- [WORK TO COMPLETE]:
Please copy out every line in the records below that includes the word "green".

- [DATA TO PROCESS]:
----------

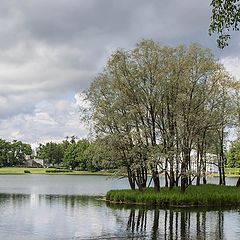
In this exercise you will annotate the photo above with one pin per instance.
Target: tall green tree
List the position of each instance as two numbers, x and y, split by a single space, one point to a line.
74 156
161 99
225 17
53 153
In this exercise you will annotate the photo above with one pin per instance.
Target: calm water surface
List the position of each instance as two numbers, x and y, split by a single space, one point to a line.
54 207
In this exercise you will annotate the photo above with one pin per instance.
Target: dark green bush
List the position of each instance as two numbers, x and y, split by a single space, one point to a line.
58 171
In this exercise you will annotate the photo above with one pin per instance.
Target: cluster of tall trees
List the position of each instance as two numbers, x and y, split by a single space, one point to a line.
13 153
152 106
72 154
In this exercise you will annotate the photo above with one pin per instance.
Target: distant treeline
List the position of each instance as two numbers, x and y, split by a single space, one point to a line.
13 153
153 105
79 155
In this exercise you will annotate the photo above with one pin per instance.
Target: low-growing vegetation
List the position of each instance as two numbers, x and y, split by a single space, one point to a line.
22 170
203 195
58 171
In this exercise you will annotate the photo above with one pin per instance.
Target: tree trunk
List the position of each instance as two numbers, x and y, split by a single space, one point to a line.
238 182
156 180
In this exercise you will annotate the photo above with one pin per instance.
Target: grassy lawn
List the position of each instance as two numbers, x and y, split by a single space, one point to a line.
205 196
20 170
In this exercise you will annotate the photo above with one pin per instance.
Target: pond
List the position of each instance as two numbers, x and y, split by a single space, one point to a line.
45 207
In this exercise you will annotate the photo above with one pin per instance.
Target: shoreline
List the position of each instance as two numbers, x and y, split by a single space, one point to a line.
43 171
208 195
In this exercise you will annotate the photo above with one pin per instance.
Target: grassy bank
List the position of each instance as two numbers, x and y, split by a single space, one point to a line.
204 196
23 170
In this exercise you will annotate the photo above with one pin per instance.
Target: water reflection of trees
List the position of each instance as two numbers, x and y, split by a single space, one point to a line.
171 224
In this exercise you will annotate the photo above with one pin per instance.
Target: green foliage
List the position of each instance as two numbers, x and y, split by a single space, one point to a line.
74 156
233 155
53 153
13 153
58 171
153 105
204 195
225 17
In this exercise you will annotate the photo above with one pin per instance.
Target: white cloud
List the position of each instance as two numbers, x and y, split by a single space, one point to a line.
232 65
51 50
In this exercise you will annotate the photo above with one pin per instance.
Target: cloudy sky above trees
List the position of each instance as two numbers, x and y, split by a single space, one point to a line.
52 50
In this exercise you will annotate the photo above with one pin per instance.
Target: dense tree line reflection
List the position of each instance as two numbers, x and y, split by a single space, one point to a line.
172 224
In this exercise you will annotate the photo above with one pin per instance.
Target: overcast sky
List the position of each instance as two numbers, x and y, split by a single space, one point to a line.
51 50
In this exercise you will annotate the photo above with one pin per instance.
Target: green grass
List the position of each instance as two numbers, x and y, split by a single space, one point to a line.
204 196
22 170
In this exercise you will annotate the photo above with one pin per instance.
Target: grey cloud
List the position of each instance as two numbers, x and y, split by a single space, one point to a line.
50 50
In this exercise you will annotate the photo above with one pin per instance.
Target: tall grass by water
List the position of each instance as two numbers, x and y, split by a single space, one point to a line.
203 195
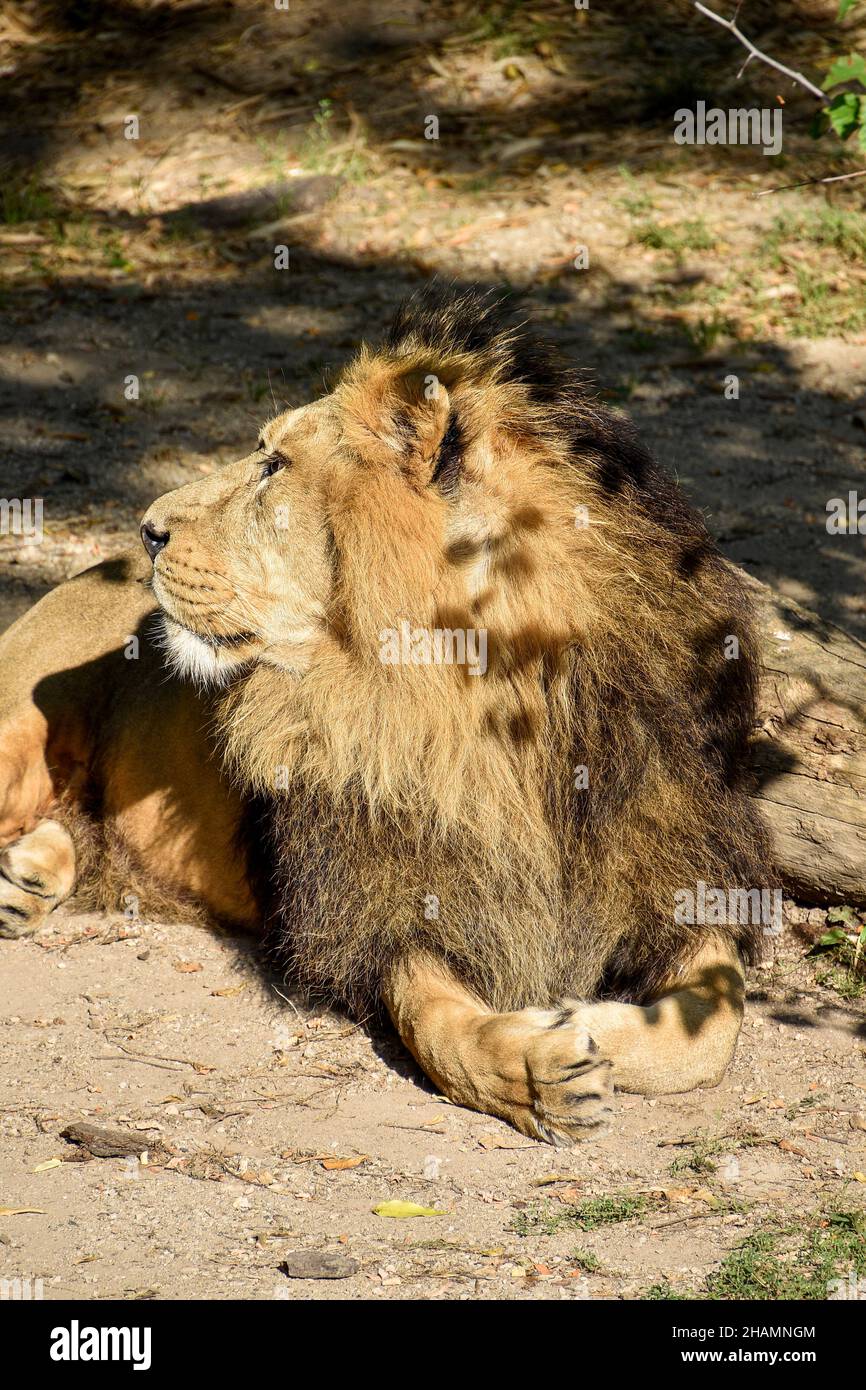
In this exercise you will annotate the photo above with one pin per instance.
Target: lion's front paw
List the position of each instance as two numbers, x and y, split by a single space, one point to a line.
570 1082
36 873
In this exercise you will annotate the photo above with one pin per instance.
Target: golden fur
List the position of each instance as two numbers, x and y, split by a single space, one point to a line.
427 809
424 830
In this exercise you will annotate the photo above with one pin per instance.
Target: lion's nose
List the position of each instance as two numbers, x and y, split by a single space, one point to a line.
154 541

----------

- [ANSWER TO THE PROBLEM]:
Target: tall green tree
Target: dark green bush
Target: green foliage
Target: green grass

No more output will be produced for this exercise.